**Directive:** Copy out the data below with every instance of "JSON array" swapped for "JSON list" and nothing else changed. Leave the pictures out.

—————

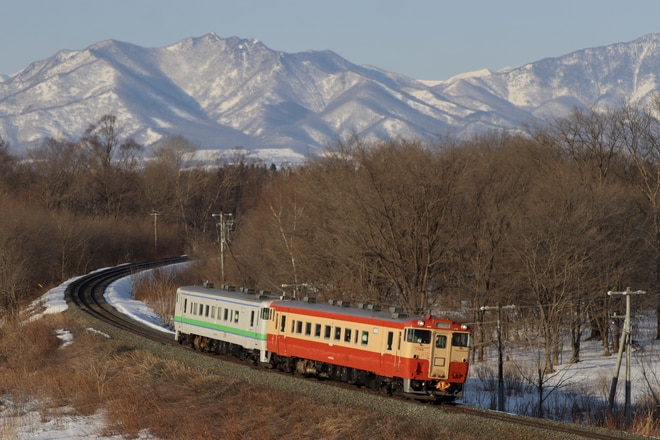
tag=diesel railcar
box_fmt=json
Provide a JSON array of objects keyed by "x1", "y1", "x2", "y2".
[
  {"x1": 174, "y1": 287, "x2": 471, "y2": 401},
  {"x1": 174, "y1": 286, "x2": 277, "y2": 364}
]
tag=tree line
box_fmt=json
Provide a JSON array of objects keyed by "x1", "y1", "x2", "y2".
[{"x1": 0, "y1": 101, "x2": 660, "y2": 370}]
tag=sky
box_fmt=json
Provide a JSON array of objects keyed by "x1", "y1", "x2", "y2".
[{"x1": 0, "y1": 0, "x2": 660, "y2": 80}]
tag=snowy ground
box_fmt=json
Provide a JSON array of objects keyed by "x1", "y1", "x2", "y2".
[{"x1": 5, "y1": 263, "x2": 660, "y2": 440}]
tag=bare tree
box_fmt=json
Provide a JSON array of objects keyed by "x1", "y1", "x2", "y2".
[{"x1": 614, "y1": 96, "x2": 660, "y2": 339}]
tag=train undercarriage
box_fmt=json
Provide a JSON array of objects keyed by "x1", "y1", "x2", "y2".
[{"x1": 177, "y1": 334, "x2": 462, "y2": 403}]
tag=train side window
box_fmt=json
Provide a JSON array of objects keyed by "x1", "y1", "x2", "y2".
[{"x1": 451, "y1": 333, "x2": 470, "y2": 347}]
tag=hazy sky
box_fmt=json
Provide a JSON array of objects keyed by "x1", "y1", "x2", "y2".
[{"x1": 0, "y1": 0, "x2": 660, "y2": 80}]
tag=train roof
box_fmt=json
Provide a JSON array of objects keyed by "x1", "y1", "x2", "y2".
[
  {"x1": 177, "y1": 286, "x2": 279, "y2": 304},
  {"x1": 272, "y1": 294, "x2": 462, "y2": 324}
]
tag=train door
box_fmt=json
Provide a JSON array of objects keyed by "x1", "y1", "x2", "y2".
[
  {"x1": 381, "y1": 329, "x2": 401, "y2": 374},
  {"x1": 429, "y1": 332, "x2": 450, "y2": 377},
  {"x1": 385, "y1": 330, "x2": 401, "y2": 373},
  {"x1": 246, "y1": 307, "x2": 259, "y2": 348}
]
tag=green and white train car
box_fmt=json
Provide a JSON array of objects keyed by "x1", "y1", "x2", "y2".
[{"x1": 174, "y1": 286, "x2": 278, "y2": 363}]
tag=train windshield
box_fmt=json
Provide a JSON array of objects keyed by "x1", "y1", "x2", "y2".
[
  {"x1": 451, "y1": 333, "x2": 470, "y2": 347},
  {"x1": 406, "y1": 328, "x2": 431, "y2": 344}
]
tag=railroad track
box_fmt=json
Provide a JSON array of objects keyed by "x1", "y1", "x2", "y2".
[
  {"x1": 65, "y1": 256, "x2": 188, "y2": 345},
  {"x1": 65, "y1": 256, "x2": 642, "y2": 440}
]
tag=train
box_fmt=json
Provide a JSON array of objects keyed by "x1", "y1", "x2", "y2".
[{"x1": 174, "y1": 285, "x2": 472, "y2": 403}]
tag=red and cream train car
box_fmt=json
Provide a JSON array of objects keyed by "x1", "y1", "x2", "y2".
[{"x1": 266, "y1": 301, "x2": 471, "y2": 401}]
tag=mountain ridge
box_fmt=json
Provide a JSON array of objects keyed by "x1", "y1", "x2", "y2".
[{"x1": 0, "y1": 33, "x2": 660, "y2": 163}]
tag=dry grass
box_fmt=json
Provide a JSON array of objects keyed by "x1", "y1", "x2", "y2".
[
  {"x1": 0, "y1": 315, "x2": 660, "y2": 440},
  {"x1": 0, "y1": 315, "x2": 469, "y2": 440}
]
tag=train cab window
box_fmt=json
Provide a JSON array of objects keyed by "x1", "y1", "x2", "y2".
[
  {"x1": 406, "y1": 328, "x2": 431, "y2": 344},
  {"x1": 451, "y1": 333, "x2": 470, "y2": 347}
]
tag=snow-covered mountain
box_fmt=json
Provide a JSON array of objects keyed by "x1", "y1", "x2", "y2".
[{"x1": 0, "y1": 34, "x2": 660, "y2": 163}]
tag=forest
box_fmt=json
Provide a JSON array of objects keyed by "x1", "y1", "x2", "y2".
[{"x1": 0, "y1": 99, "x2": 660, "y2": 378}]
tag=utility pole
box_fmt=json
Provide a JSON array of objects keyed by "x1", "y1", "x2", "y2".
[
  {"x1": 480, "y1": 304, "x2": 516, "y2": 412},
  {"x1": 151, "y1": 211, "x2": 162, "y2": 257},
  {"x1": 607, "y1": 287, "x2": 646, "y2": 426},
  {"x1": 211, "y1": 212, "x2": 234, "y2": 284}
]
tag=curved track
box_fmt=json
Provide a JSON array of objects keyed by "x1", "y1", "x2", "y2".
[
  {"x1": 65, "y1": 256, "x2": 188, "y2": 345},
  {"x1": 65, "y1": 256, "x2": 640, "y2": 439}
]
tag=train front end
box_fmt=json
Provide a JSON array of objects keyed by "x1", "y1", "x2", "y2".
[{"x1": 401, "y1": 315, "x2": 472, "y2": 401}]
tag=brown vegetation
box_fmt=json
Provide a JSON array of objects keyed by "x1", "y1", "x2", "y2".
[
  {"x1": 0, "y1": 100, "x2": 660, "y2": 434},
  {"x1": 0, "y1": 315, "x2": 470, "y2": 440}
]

—————

**Written answer:**
tag=diesel railcar
box_fmt=json
Provide a JSON list of objects keyed by "x1", "y1", "x2", "y2".
[
  {"x1": 174, "y1": 287, "x2": 471, "y2": 401},
  {"x1": 174, "y1": 286, "x2": 277, "y2": 364}
]
tag=tree line
box_fmt=json
Provide a JSON list of objects keyed by "x1", "y1", "x2", "y2".
[{"x1": 0, "y1": 101, "x2": 660, "y2": 370}]
tag=sky
box_fmt=json
Provide a JSON list of objects keyed by "x1", "y1", "x2", "y2".
[{"x1": 0, "y1": 0, "x2": 660, "y2": 80}]
tag=snowy ground
box_fmt=json
Provide a JSON list of objects keyed by "x1", "y1", "x2", "y2".
[{"x1": 5, "y1": 263, "x2": 660, "y2": 440}]
tag=bare tree
box_fmt=json
Provide a JSON list of objects keyed by "x1", "y1", "x2", "y2".
[{"x1": 614, "y1": 96, "x2": 660, "y2": 339}]
tag=train undercarriage
box_fmt=json
Provide a JSON list of objects keyed by "x1", "y1", "x2", "y2".
[{"x1": 177, "y1": 334, "x2": 462, "y2": 403}]
tag=train side window
box_fmt=json
Provide a JSON list of objects keyed by "x1", "y1", "x2", "y2".
[{"x1": 451, "y1": 333, "x2": 470, "y2": 347}]
tag=hazy sky
box_fmt=json
Provide a JSON list of objects keyed by "x1", "y1", "x2", "y2".
[{"x1": 0, "y1": 0, "x2": 660, "y2": 80}]
tag=train roof
box_fmt=json
Provide a JSON list of objects keyed by "x1", "y1", "x2", "y2".
[
  {"x1": 177, "y1": 286, "x2": 279, "y2": 304},
  {"x1": 272, "y1": 294, "x2": 462, "y2": 324}
]
tag=train door
box_fmt=json
Provide a JSON list of objects keyed by "x1", "y1", "x2", "y2".
[
  {"x1": 381, "y1": 329, "x2": 401, "y2": 374},
  {"x1": 429, "y1": 332, "x2": 450, "y2": 377},
  {"x1": 385, "y1": 330, "x2": 401, "y2": 373},
  {"x1": 246, "y1": 307, "x2": 259, "y2": 348}
]
tag=green and white train car
box_fmt=json
Provide a JSON list of objects keyed by "x1", "y1", "x2", "y2".
[{"x1": 174, "y1": 286, "x2": 278, "y2": 363}]
tag=train windshield
box_fmt=json
Provide a JSON list of objects keyed by "x1", "y1", "x2", "y2".
[
  {"x1": 451, "y1": 333, "x2": 470, "y2": 347},
  {"x1": 406, "y1": 328, "x2": 431, "y2": 344}
]
tag=railroad track
box_fmt=json
Provide a JSON list of objects keyed by "x1", "y1", "x2", "y2".
[
  {"x1": 65, "y1": 256, "x2": 188, "y2": 345},
  {"x1": 65, "y1": 256, "x2": 642, "y2": 440}
]
tag=train
box_fmt=json
Provide a JSON list of objects keyed by "x1", "y1", "x2", "y2".
[{"x1": 174, "y1": 285, "x2": 472, "y2": 403}]
tag=red and cream train car
box_fmt=json
Provide a JSON list of objects keyed by "x1", "y1", "x2", "y2".
[{"x1": 266, "y1": 301, "x2": 471, "y2": 401}]
tag=mountain ridge
box_fmt=json
Provide a JSON list of objects keyed by "x1", "y1", "x2", "y2".
[{"x1": 0, "y1": 33, "x2": 660, "y2": 163}]
tag=dry grass
box_fmt=json
Provide a JSON list of objects keyed by "x1", "y1", "x2", "y2".
[
  {"x1": 0, "y1": 315, "x2": 660, "y2": 440},
  {"x1": 0, "y1": 315, "x2": 469, "y2": 440}
]
tag=train cab window
box_fmt=json
Provide a JSON list of objects keyed by "x1", "y1", "x2", "y2".
[
  {"x1": 406, "y1": 328, "x2": 431, "y2": 344},
  {"x1": 451, "y1": 333, "x2": 470, "y2": 347}
]
tag=snow-covered mountain
box_fmt=json
Provide a JSON list of objects keyed by "x1", "y1", "x2", "y2".
[{"x1": 0, "y1": 34, "x2": 660, "y2": 163}]
tag=forest
box_fmt=json
Provide a JSON list of objects keyed by "x1", "y1", "x2", "y2".
[{"x1": 0, "y1": 99, "x2": 660, "y2": 378}]
tag=utility pole
box_fmt=json
Provide a JSON list of objects keyed by "x1", "y1", "x2", "y2".
[
  {"x1": 480, "y1": 304, "x2": 516, "y2": 412},
  {"x1": 151, "y1": 211, "x2": 162, "y2": 257},
  {"x1": 607, "y1": 287, "x2": 646, "y2": 426},
  {"x1": 211, "y1": 212, "x2": 234, "y2": 284}
]
tag=curved track
box_fmt=json
Provide a JSON list of objects keyed by "x1", "y1", "x2", "y2".
[
  {"x1": 65, "y1": 256, "x2": 188, "y2": 345},
  {"x1": 65, "y1": 256, "x2": 640, "y2": 439}
]
tag=train front end
box_fmt=json
Provide a JSON list of objects keyed by "x1", "y1", "x2", "y2".
[{"x1": 401, "y1": 315, "x2": 472, "y2": 401}]
tag=brown vegetation
box_fmt=json
Provide a JSON list of objects keyed by "x1", "y1", "x2", "y2".
[
  {"x1": 0, "y1": 100, "x2": 660, "y2": 434},
  {"x1": 0, "y1": 315, "x2": 470, "y2": 440}
]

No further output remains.